Page text.
--------------------------------
A halt to marketing by the half-dozen or so private plans that cover the Medicare Advantage (MA) private fee for service (PFFS) waterfront (the top seven plans that account for 90% of the market) was announced late last week — a "voluntary" arrangement agreed to by the health plans.
About a month ago, Pete Stark held hearings on the subject of PFFS marketing, and said: "Given that half of the projected Medicare Advantage growth" is in the area of private fee-for-service plans, "we need to immediately evaluate its value before it gets unmanageable." He’d like to steer some of the MA PFFS dough to SCHIP funding.
The problem raised by the PFFS plans is that they receive a significant premium above traditional Medicare FFS rates, with little or none of the care management that is the theoretical basis for the bump up in payment. The issue has been aired in a number of forums, including Health Affairs.
MA PFFS has brought health plans into the Medicare business in markets they had previously avoided. They were applauded by the NAACP for doing so, but, hey, traditional Medicare was there first and was doing just fine, thank you — and the NAACP eventually backpedaled its support on roughly those grounds. (See Bob Laszewski’s post for some history and context on PFFS and funding issues. In a more recent post, he says the health plans can sell PFFS plans during a limited open enrollment period anyway, except to someone who’s just turning 65, so this voluntary ban dosn’t really ban anything just now.)
Rural health experts, pulled together in an HHS National Advisory Committee on Rural Health and Human Services, included MA PFFS in their annual report issued in January. The issues and recommendations concering MA PFFS are discussed here, and start off with this stark statement:
The Committee’s concerns, laid out in detail below, focus on a myriad of instances in which the substitution of MA for traditional Medicare may have the effect of stripping from many of the rural providers critical financial supports embedded in traditional Medicare as a result of more than 20 years of efforts by policymakers to create a stable health care environment in rural areas. CMS needs to monitor the impact of these plans on rural providers closely to assure that they continue to exist and provide access to care for Medicare beneficiaries in rural areas.
The Committee is concerned that if MA is implemented in a manner that is not sensitive to the rural context, it could adversely affect the health care delivery system in rural communities. Medicare payments can account for as much as 80 percent of in-patient revenues for small rural hospitals.
Against this backdrop of need and concern come the sales forces of the major health plans. Given the fact that MA PFFS enrollees are more profitable to the insurance companies, it is not surprising that individuals are steered into them by sales agents whose commissions for MA PFFS sales are several times higher than commissions for other products — some of which may well be more suitable for the enrollees. (Click here for more PFFS information from the patient advocacy perspective.)
Some folks, including Michael Catron at Health Care BS, see the retrenchment precipitated by the "blunders" of the health plans in question as a step backward for future market-based Medicare reform.
This episode certainly hurts that cause, and there are things that need to be attended to, pronto. The government needs to focus on recalibrating the program so that there is concrete value realized in return for any premium above and beyond Medicare FFS rates (e.g., case management), rationalization of sales commissions, and limits on profit-taking by the private sector on what is quintessentially a public sector program. Without these fixes at a minimum, beneficiaries are better off with traditional FFS Medicare.
--------------------------------
Questions to answer.
(a) Answer these from the PFFS post:
(i) What share of the market do the top seven plans account for?
(ii) Medicare payments can make up as much as what percentage of in-patient revenues for small rural hospitals?
(iii) Which committee issued the annual report in January?
(b) Reproduce the PFFS post starting at "The problem raised" and ending at "anything just now.)".
The entries that come next are separate material with no connection to the PFFS post.

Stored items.
--------------------------------
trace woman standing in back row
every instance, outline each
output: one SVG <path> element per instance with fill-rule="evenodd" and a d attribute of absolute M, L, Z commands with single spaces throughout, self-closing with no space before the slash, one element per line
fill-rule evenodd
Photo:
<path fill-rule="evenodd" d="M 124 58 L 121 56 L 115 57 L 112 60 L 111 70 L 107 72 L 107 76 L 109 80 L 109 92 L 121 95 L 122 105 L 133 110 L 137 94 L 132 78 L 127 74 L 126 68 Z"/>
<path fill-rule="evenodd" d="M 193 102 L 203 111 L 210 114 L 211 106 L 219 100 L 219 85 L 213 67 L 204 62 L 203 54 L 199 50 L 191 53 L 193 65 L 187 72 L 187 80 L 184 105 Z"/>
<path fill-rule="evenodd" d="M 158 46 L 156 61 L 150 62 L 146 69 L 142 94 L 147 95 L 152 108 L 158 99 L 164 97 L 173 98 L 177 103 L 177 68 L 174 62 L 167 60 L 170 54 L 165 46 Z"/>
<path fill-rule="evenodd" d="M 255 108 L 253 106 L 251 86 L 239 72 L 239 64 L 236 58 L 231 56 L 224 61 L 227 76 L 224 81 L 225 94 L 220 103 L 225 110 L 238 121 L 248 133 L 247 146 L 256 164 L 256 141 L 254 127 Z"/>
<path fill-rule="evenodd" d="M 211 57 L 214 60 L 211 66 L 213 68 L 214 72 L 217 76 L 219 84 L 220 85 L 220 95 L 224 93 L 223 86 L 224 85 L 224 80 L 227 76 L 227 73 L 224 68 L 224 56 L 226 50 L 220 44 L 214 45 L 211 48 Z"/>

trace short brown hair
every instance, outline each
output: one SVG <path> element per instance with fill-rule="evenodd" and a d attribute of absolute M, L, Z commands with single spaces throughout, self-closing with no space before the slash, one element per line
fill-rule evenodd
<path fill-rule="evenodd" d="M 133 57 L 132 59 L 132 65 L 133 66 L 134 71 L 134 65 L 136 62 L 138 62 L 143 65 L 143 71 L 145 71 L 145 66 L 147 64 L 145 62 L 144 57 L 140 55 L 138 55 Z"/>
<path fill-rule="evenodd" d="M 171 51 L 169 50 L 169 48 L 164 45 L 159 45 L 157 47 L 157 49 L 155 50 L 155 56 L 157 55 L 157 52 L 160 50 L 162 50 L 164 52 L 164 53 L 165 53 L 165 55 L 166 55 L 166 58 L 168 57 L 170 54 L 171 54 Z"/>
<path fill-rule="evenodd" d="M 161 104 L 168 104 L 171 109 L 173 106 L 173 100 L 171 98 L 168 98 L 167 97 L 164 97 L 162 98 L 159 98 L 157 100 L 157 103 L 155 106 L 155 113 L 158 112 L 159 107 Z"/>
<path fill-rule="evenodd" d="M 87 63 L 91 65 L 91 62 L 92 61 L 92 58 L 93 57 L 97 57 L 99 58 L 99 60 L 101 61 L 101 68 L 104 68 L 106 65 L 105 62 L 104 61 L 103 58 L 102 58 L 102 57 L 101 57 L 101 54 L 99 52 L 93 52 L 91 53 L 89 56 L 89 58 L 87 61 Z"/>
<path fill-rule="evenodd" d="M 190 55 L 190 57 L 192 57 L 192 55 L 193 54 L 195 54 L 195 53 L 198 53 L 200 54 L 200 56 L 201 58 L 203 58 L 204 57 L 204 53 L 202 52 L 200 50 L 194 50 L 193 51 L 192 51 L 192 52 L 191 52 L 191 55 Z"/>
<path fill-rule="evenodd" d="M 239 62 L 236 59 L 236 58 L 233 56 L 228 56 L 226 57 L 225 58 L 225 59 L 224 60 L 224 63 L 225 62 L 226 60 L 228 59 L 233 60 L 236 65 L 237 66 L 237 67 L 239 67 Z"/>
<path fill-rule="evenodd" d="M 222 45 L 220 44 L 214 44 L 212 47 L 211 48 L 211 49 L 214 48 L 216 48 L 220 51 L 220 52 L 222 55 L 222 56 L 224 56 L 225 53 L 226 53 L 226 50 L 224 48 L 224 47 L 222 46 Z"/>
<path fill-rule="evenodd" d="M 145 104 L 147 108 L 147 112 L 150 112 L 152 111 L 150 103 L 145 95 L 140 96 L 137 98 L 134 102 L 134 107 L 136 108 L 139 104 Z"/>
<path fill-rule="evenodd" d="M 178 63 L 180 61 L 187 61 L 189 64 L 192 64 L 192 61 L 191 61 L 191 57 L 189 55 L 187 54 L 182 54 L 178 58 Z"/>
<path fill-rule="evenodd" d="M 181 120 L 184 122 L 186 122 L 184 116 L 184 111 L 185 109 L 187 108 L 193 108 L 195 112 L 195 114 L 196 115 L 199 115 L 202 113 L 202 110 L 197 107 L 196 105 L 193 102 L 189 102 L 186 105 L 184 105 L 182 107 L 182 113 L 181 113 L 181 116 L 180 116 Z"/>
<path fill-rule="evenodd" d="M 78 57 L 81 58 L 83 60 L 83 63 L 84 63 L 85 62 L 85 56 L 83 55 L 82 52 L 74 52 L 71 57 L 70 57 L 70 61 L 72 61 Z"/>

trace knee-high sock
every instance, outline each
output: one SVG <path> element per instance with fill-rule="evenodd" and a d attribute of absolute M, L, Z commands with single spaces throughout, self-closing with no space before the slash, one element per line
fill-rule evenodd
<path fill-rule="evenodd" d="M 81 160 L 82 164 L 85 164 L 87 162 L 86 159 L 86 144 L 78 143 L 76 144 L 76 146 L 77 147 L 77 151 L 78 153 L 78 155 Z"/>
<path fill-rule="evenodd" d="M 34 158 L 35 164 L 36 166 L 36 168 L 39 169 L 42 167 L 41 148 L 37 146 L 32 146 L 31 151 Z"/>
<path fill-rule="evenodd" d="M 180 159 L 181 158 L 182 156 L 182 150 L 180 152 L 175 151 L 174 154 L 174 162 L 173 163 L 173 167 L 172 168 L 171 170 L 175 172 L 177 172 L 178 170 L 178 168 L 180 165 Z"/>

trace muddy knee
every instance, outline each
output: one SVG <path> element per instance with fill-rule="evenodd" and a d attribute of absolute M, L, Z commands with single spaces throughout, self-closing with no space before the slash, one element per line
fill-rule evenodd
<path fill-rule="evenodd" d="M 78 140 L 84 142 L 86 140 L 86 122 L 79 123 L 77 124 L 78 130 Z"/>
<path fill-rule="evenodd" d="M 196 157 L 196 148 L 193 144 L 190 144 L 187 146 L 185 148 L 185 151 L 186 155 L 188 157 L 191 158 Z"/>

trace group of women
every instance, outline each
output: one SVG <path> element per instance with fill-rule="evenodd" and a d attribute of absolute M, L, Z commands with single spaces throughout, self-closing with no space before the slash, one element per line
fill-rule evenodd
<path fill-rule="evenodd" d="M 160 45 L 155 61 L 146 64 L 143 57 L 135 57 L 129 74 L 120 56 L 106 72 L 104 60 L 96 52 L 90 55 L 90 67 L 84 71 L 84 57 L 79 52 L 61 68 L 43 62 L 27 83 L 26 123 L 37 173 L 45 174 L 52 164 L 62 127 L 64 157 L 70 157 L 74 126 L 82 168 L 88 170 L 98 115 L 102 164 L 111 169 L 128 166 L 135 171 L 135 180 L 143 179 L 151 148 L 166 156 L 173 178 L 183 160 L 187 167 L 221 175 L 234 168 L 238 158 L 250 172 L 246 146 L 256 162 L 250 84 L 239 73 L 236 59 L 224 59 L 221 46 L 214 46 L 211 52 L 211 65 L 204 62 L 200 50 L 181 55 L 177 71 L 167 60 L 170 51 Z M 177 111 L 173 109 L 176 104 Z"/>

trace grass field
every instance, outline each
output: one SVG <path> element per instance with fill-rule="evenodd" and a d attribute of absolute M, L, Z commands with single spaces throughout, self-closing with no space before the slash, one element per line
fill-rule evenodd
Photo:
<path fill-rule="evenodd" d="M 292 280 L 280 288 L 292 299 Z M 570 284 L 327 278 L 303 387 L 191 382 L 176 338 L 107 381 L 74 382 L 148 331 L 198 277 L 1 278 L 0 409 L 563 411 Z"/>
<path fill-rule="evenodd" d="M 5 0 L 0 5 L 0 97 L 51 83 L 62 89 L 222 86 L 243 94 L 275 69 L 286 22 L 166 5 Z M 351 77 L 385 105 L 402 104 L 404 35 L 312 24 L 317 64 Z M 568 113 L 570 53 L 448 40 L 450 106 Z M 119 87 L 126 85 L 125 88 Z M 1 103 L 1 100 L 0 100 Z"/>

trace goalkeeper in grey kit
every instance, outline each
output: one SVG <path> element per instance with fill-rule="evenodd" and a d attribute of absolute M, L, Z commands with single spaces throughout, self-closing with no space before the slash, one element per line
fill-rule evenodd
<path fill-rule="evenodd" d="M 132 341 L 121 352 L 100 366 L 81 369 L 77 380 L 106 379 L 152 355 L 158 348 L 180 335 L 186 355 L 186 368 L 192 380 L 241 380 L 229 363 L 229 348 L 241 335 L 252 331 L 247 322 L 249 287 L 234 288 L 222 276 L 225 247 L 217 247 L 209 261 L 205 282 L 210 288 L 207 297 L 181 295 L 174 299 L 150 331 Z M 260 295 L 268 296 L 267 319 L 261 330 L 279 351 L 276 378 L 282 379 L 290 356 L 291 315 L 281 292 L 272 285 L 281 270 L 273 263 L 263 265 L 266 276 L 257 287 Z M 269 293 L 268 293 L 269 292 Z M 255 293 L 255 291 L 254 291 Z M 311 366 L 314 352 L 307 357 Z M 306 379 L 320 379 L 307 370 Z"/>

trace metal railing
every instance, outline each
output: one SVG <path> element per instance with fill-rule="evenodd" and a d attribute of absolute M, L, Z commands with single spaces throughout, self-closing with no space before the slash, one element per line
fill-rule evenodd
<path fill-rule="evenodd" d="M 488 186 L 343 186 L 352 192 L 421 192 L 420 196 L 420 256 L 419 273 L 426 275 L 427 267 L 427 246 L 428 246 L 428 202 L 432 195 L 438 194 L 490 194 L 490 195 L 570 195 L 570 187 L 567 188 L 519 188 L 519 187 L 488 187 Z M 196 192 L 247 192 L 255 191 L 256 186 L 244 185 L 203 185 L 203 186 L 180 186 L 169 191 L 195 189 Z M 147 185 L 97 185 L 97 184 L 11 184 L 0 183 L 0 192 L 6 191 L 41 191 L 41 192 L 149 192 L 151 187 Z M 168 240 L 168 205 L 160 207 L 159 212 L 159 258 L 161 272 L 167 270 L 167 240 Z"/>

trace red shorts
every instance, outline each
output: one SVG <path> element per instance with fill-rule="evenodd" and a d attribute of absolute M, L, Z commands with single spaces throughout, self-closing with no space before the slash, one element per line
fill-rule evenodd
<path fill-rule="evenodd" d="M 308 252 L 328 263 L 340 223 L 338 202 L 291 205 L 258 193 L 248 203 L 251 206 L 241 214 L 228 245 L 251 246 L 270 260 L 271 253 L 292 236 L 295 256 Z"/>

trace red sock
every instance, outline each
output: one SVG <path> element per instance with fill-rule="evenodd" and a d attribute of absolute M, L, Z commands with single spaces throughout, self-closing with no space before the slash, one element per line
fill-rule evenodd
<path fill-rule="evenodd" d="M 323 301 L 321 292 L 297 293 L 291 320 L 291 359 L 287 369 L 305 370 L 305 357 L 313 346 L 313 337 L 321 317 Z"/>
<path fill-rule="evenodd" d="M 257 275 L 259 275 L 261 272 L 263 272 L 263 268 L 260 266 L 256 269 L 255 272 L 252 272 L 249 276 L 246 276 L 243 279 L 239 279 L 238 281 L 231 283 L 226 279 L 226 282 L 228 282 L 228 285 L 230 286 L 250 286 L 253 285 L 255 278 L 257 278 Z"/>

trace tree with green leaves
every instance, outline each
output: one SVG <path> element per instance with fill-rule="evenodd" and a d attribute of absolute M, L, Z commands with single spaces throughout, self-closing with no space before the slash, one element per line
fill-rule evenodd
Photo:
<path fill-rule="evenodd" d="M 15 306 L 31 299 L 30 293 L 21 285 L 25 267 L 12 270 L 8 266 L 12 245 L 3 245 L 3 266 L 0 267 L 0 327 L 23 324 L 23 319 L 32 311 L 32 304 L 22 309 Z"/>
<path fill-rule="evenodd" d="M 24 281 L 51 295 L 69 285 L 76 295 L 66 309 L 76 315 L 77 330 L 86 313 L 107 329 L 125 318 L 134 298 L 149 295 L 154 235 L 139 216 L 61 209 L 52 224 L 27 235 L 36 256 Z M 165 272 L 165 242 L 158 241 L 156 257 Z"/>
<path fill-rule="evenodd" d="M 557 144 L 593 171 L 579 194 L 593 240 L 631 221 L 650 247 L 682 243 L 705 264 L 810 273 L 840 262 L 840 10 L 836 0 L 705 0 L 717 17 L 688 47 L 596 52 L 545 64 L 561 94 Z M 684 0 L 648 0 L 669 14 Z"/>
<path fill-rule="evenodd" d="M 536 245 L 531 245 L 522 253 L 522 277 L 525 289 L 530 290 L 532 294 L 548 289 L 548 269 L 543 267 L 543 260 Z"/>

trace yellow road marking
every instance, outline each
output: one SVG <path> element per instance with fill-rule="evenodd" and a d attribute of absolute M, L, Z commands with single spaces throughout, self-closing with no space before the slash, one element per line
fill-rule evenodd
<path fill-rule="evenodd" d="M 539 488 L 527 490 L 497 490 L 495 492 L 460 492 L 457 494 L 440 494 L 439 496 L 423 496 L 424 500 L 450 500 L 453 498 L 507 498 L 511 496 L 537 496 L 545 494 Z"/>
--------------------------------
Answers for the exercise.
(a)
(i) 90%
(ii) 80 percent
(iii) The HHS National Advisory Committee on Rural Health and Human Services

(b)
The problem raised by the PFFS plans is that they receive a significant premium above traditional Medicare FFS rates, with little or none of the care management that is the theoretical basis for the bump up in payment. The issue has been aired in a number of forums, including Health Affairs.
MA PFFS has brought health plans into the Medicare business in markets they had previously avoided. They were applauded by the NAACP for doing so, but, hey, traditional Medicare was there first and was doing just fine, thank you — and the NAACP eventually backpedaled its support on roughly those grounds. (See Bob Laszewski’s post for some history and context on PFFS and funding issues. In a more recent post, he says the health plans can sell PFFS plans during a limited open enrollment period anyway, except to someone who’s just turning 65, so this voluntary ban dosn’t really ban anything just now.)